───── SOURCE EXTRACT ─────

Jeff4woodturning said:


> I started turning at the age of 14. While in the schools shop class everyone else was making checker boards, I was gluing up walnut and ash to make lamps. My parents bought me my first lathe, an old cast iron flat belt with a hinged motor hanging on back. Turned mostly spindles and lamps back in them days till I moved out on my own, with no room for a shop and to busy chasing the girls I didn’t do much turning till we bought a new house in 1995. Added a wood shop but found out very quickly building shelves, clocks, ect wasn’t for me. So I went back to my first passion woodturning and started up grading lathes, from Clark, Delta, Rockwell, Jet and finally my dream lathe a Oneway 2436 about 5 years ago and been broke ever since. lol


is the oneway 2436 the beast that has a huge barrel-like bed? i dream of owning one of those :smile: how much was yours?


----------



## BWSmith (Aug 24, 2010)

Replacement parts....ballusters,spindles,ect.In an age before everything specialized(CNC),turning was just "part of the job".A required skill.......just up to the point of stand there all day doin pce work.You would be expected to be half-fast and do acceptable work.BW


----------



## Jeff4woodturning (Feb 1, 2009)

mike s said:


> is the oneway 2436 the beast that has a huge barrel-like bed? i dream of owning one of those :smile: how much was yours?


Mike, I got the 3hp lathe with some extras, its was over 7 to have it built (spindle height to fit me) and ship straigt form Oneway to the house. 

http://www.oneway.ca/lathes/2436lathe.htm


----------



## b sco (Nov 8, 2010)

───── INFORMATION SUPPLIED ─────

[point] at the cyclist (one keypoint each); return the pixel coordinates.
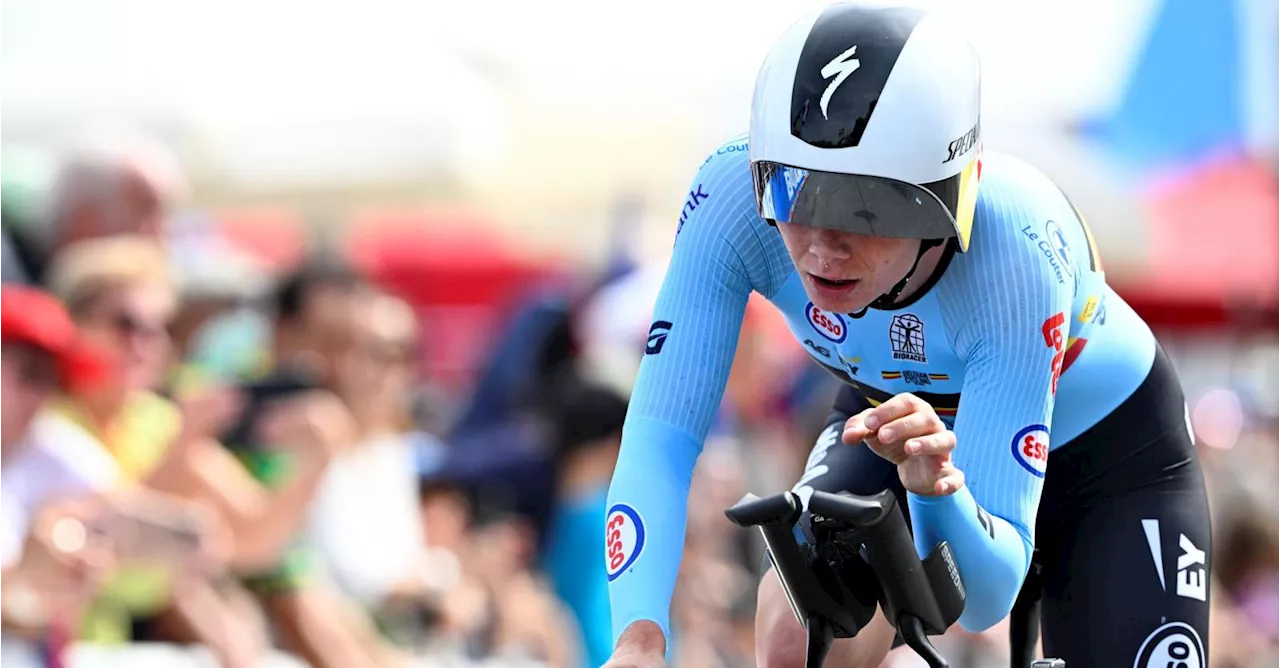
(854, 206)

─────

**DIRECTIONS:**
- 1) In the woodturning thread, why did Jeff4woodturning do little turning after moving out? Answer in one to three sentences.
- 2) Carry on the woodturning thread from the point at which it stops.
The data can be set aside here.

**WRITTEN RESPONSES:**
- 1) After moving out, Jeff4woodturning had no room for a shop and was too busy chasing the girls to do much turning. That lasted until the purchase of a new house in 1995.

- 2)
I did a little turning in high school, but really started in 1978 when I became an apprentice patternmaker.
So, I guess you could say I started turning because I had to.
Still, it is one of the most enjoyable parts of my job.


----------



## Goldeneyes (Jan 23, 2011)

mike s said:


> it would be interesting to know how people got into turning and what their first experiences were like :smile:
> how did you start turning?
> are you self tough or did you go on a course?
> what lathe did you start on? how many lathes have you had?
> ...


I started turning last year through Lee Valley Tools. They have great seminars for you to try out new things. 
This year for Christmas, my husband bought me a Nova lathe. We are building a house this year and I am looking forward to turning the different components that we will use in our home. I also love turning bowls and want to make more of them, as well as some pepper mills.

I still have to buy the tools and am a little confused in what I should buy first. So for those of you out there, which 3-5 tools should I get to start out with?


----------



## sawdustfactory (Jan 30, 2011)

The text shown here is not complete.